◆ Aufgabe ◆
Kopiere aus dem Text über den Nürnberger Superblock wortgetreu die Stelle, die mit „Mehr Lebensqualität für“ beginnt und mit „zur Dauereinrichtung wird.“ endet.

◆ Vorliegender Auszug ◆

__________

Ein Dienstag, Anfang August: Bauarbeiter verankern quer über eine Kreuzung im Nürnberger Stadtteil Gostenhof Sperrpoller. Ab sofort ist hier die Durchfahrt verboten. Autofahrer diskutieren erregt mit den Arbeitern. Das sind die ersten Auswirkungen des Verkehrsexperiments "Superblock", das der Nürnberger Stadtrat mit großer Mehrheit beschlossen hat.
Mehr Lebensqualität für den Stadtteil
Es ist ein Projekt mit Sprengkraft, das ist auch Göran Fedder bewusst. Denn es fallen Parkplätze weg und Autos müssen Umwege fahren. Fedder engagiert sich bei "Nürnberg autofrei". Die Initiative hatte die Idee für das Projekt. "Mir persönlich geht es gar nicht um Autos raus", sagt er. "Wir brauchen Raum für die Menschen. Gerade für die, die keinen eigenen Garten oder Balkon haben."
Bäume, Bänke und bunter Asphalt
Und das sind viele im dicht bebauten Stadtteil Gostenhof. Die Initiative, Anwohner und der Bürgerverein haben Holzkübel gebaut und mit Bäumen bepflanzt, Sitzbänke aufgestellt, die Straßen in den vier neuen Fußgängerzonen bemalt. Viele packen bei der Aktion an. Ziel ist es, dass der Superblock nach der einjährigen Probephase zur Dauereinrichtung wird.
Vorbild für Superblocks kommt aus Spanien
Die Idee des Superblocks stammt aus Barcelona. Wohnblocks wurden zusammengefasst, der Durchgangsverkehr ausgesperrt und die Stadtviertel den Fußgängern zurückgegeben. Ein Beispiel, das Schule macht – etwa in Leipzig oder Wien. Doch solche "Autos-raus"-Aktionen funktionieren nicht immer.
In München wurde 2023 die Kolumbusstraße einen Sommer lang in eine Grünfläche verwandelt – mit Rollrasen und Spielplätzen. Nicht nur die wegfallenden Parkplätze waren ein Problem. Anwohner beschwerten sich über den Lärm spielender Kinder und gegen das Projekt – mit Erfolg. Das Experiment musste vorzeitig abgebrochen werden.
Ist Gostenhof bereit für das Experiment?
Die Frage ist, ob sich die Anwohner in Gostenhof auf den Superblock einlassen. Sie hatten die Möglichkeit, sich bei Info-Veranstaltungen und Workshops zu beteiligen. Die Voraussetzungen sollten eigentlich gut sein. Der ehemalige Arme-Leute-Stadtteil hat sich gewandelt. Er ist bunt und offen, es gibt eine große linksalternative Szene.

__________

◆ Bereitgestelltes Material ◆
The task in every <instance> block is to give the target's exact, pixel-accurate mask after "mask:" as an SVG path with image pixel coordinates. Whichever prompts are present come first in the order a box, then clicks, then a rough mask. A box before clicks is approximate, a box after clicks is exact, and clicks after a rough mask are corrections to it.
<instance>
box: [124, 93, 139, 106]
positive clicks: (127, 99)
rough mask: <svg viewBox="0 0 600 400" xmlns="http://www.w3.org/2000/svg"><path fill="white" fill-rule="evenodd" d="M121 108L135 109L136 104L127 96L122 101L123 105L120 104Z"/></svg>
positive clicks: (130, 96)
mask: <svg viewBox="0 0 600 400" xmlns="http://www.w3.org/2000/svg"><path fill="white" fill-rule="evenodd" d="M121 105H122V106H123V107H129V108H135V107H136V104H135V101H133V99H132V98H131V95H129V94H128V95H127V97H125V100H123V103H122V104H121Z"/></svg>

__________

◆ Ergebnis ◆
Mehr Lebensqualität für den Stadtteil
Es ist ein Projekt mit Sprengkraft, das ist auch Göran Fedder bewusst. Denn es fallen Parkplätze weg und Autos müssen Umwege fahren. Fedder engagiert sich bei "Nürnberg autofrei". Die Initiative hatte die Idee für das Projekt. "Mir persönlich geht es gar nicht um Autos raus", sagt er. "Wir brauchen Raum für die Menschen. Gerade für die, die keinen eigenen Garten oder Balkon haben."
Bäume, Bänke und bunter Asphalt
Und das sind viele im dicht bebauten Stadtteil Gostenhof. Die Initiative, Anwohner und der Bürgerverein haben Holzkübel gebaut und mit Bäumen bepflanzt, Sitzbänke aufgestellt, die Straßen in den vier neuen Fußgängerzonen bemalt. Viele packen bei der Aktion an. Ziel ist es, dass der Superblock nach der einjährigen Probephase zur Dauereinrichtung wird.